**Text excerpt:**
Running Multiple Celery Beat Instances in One Python Project

 Feb. 1, 2021     0 comments

In Python world Celery is a popular tool for running background tasks. It includes Celery beat that allows to run periodic tasks on some schedule. At my current work I participated in developing a system for running multiple periodic tasks. Since our technology stack is based on Python, Celery beat was a natural choice. One of the requirements to the system was granular control over individual tasks, that is, the ability to start/stop/restart each task individually. The straightforward solution was to run multiple Celery beat/worker pairs for each task, but after some googling it turned out that running multiple Celery beat instances seemed to be impossible. At least everybody said so, e.g. check this Stack Overflow discussion. If you try to do so you'll get duplicate tasks in your workers because each beat sends tasks to each worker.

**Work to complete:**
a. In the Celery beat article, what goes wrong when several beat instances run at once?
b. Write the next part of the Celery beat article, picking up right after its final sentence.

(Point annotation lines)
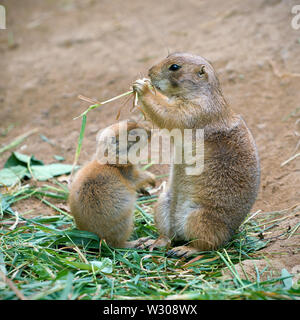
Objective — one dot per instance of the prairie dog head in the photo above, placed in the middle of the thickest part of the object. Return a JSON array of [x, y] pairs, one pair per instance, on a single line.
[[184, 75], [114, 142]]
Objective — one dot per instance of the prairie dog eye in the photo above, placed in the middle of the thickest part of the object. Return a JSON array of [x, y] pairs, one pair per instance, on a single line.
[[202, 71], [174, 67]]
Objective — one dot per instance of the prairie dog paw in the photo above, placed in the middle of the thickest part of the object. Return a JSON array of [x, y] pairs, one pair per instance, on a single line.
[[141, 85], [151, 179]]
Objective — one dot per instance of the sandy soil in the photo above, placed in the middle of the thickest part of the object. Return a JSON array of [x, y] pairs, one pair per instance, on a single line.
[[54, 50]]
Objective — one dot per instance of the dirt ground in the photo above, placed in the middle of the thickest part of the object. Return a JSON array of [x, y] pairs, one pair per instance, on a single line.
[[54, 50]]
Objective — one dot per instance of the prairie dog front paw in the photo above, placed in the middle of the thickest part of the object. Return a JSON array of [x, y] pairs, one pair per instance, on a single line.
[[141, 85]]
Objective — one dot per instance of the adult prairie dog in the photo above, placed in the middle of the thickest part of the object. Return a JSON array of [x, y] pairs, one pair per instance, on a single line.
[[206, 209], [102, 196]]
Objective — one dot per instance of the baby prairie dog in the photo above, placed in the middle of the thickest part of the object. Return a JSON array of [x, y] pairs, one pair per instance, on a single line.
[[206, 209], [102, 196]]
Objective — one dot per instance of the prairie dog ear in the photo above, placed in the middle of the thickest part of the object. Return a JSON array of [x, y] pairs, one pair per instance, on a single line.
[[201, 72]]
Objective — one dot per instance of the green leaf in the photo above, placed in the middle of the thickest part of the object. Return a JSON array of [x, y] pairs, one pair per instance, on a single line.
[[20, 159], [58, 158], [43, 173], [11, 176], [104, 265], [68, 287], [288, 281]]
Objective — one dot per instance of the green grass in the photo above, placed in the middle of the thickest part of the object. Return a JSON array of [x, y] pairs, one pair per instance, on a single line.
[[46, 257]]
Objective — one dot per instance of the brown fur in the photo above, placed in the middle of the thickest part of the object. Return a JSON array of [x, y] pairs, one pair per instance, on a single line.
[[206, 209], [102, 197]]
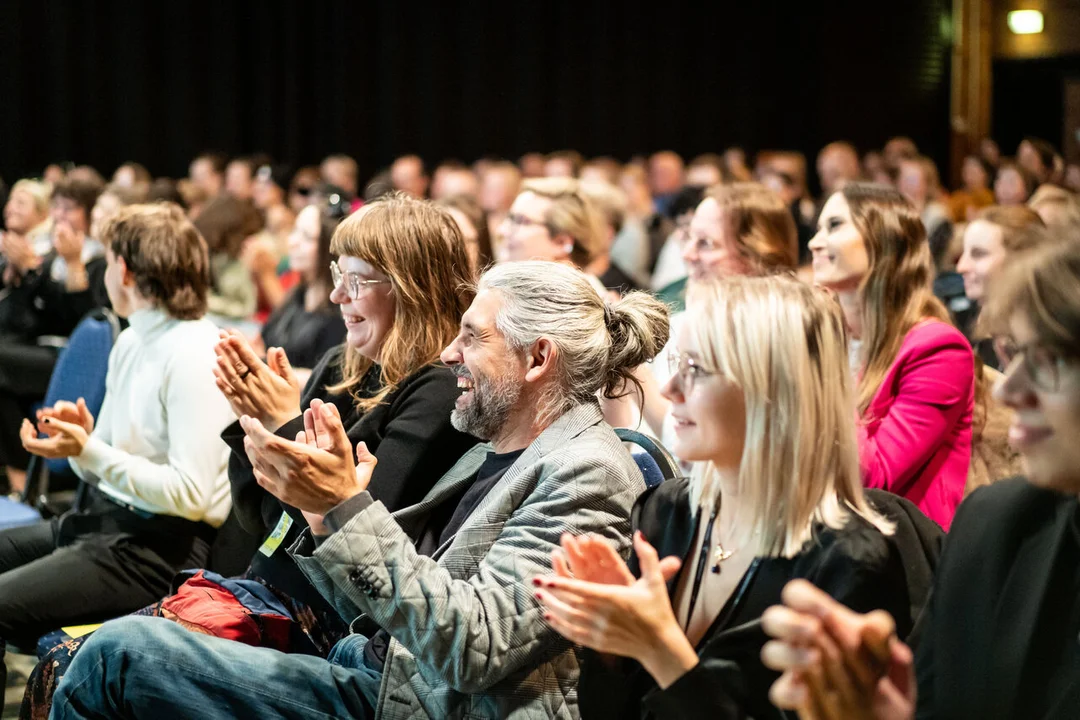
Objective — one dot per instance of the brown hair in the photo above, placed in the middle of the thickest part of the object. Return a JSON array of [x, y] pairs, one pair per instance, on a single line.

* * *

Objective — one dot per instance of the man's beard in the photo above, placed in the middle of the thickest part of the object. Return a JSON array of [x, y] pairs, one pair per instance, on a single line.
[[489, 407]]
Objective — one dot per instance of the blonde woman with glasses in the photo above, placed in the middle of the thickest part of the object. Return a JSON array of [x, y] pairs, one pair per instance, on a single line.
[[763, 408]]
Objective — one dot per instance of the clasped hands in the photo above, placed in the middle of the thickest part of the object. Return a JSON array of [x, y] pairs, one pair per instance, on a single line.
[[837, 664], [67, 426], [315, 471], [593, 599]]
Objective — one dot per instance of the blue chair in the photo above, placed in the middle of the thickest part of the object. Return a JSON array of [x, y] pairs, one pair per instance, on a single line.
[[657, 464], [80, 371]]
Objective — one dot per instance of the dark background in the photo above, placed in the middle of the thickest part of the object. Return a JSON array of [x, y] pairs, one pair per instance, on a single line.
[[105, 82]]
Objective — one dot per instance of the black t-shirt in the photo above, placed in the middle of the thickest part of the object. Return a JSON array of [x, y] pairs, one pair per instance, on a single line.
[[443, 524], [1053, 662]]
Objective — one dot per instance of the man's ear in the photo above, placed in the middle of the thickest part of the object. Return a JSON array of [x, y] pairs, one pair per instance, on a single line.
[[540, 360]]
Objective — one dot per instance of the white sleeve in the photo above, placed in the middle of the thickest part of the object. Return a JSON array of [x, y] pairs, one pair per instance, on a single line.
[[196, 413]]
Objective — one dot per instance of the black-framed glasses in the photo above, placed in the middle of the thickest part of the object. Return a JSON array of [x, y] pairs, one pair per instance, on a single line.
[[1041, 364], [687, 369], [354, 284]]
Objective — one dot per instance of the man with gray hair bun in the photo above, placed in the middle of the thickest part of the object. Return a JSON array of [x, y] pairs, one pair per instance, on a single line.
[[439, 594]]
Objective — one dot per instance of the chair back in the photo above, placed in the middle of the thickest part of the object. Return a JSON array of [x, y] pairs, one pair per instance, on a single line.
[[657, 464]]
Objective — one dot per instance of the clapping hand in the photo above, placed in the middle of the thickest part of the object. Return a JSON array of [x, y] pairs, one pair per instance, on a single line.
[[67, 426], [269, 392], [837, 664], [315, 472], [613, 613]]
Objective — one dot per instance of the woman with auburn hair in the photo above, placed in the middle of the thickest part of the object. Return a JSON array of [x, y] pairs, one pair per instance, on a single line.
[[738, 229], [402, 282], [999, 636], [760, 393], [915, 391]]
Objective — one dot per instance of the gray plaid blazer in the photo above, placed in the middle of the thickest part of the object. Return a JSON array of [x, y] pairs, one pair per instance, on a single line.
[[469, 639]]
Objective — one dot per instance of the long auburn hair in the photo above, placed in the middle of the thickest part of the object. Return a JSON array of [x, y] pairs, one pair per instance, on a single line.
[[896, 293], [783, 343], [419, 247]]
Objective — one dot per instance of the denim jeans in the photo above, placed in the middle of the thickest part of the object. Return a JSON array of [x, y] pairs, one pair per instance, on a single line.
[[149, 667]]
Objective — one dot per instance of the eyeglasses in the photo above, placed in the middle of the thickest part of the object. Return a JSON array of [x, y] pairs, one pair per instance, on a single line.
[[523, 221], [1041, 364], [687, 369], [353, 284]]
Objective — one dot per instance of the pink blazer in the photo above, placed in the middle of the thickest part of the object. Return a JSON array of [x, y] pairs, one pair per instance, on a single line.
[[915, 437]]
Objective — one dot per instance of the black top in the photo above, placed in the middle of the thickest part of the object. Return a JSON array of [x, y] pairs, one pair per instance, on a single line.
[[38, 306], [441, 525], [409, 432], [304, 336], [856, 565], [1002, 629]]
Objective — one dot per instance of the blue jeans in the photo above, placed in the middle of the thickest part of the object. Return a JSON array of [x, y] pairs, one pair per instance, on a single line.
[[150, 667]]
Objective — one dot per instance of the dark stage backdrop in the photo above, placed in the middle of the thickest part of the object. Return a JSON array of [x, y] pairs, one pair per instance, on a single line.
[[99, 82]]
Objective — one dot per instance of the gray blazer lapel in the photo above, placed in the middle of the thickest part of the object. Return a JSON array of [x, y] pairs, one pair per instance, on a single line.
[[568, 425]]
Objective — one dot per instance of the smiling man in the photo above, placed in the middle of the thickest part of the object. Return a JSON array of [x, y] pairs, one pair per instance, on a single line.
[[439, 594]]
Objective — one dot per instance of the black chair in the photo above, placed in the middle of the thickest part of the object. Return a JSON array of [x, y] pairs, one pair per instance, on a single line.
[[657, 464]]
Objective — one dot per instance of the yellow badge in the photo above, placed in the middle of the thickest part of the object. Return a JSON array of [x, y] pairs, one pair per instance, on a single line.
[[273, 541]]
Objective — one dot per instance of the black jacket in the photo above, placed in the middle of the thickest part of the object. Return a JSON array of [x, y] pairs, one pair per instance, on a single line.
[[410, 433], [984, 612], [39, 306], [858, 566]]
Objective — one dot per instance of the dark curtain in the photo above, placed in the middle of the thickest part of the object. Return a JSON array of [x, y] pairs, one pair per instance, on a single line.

**Task-by-task outputs:**
a. The workers get duplicate tasks, because each beat sends tasks to each worker.

b.
I have written "seemed to be" because this is, in fact, quite possible and the solution is pretty obvious. The key is to have separate queues per each Celery beat instance so that different beat/worker pairs do not interfere with each other. Below is an oversimplified Python code example that demonstrates how to run 2 periodic tasks having different schedules with two Celery beat/worker pairs:

import os

from celery import Celery

TASK = os.getenv('TASK')
if not TASK:
    raise RuntimeError('Task name is not defined')


BEAT_CONFIG = {
    'first_task_group': {
        'run-every-5-seconds': {
            'task': 'celery_tasks.first_task',
            'schedule': 5.0,
            'args': (),
            'options': {'queue': 'first_task_queue'}
        },
    },
    'second_task_group': {
        'run-every-10-seconds': {
            'task': 'celery_tasks.second_task',
            'schedule': 10.0,
            'args': (),
            'options': {'queue': 'second_task_queue'}
        },
    },
}


app = Celery('tasks', broker='pyamqp://guest@localhost//')
app.conf.beat_schedule = BEAT_CONFIG[f'{TASK}_group']


@app.task
def first_task():
    print('I am the first task')


@app.task
def second_task():
    print('I am the second task')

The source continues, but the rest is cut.